Given request:
Count the lines in the rows below that contain the string "scarf", treating uppercase and lowercase as different. Reply with only the number.

--- START OF Material for this exercise ---

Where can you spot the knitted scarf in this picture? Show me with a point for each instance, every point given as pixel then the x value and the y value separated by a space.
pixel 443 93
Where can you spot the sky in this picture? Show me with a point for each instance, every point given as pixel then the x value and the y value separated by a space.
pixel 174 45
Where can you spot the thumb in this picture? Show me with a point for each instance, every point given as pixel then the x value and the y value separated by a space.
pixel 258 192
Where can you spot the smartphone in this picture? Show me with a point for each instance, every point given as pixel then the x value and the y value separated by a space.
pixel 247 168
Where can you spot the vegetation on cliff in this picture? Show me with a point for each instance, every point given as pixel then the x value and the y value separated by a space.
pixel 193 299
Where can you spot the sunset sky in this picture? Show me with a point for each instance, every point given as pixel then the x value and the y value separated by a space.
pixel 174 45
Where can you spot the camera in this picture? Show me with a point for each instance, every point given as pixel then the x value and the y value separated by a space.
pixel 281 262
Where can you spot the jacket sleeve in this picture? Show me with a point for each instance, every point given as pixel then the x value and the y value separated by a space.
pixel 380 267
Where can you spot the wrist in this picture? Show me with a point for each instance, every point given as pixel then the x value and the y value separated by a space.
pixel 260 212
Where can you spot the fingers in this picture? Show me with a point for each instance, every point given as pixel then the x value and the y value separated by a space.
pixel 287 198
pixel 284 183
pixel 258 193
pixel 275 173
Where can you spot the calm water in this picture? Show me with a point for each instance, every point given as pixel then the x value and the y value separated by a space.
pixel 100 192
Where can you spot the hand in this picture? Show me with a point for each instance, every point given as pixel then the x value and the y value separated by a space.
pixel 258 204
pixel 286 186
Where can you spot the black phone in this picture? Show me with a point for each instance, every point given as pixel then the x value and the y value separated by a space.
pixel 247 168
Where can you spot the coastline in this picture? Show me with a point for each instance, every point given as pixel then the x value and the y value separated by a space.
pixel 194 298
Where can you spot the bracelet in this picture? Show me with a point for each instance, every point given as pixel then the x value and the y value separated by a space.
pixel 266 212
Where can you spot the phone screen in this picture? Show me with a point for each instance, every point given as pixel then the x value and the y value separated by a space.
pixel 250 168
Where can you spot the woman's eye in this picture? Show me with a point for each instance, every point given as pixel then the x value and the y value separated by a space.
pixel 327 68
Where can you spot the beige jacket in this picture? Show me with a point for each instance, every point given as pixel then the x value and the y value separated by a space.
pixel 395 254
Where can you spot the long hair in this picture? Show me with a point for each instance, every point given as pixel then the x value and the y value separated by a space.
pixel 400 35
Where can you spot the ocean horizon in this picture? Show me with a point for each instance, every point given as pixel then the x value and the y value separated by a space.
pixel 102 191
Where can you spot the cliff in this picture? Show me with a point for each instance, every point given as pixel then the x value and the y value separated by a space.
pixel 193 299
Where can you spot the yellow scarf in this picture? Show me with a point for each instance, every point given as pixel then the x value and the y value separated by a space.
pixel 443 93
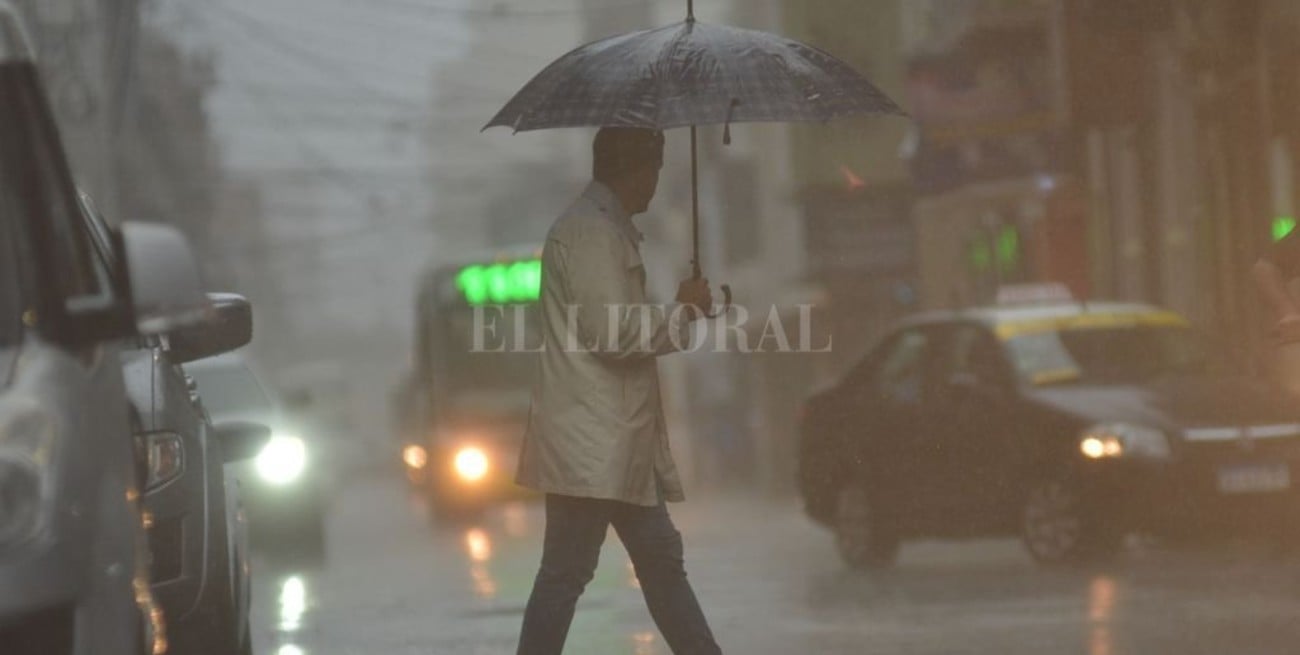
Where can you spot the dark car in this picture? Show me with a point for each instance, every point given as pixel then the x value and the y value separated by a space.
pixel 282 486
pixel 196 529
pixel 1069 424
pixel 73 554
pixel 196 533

--- END OF Material for this exercise ---
--- START OF Material for this exercise ---

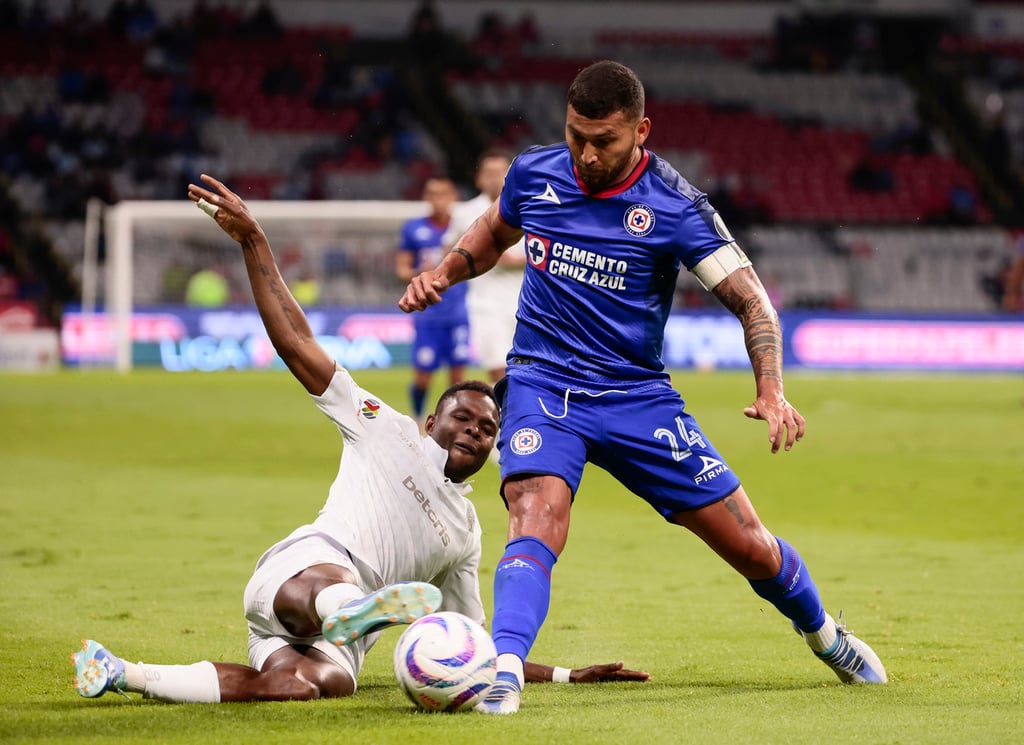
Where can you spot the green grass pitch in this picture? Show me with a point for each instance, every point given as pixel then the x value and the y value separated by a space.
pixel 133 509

--- END OF Material for this exercise ---

Output for this exercise:
2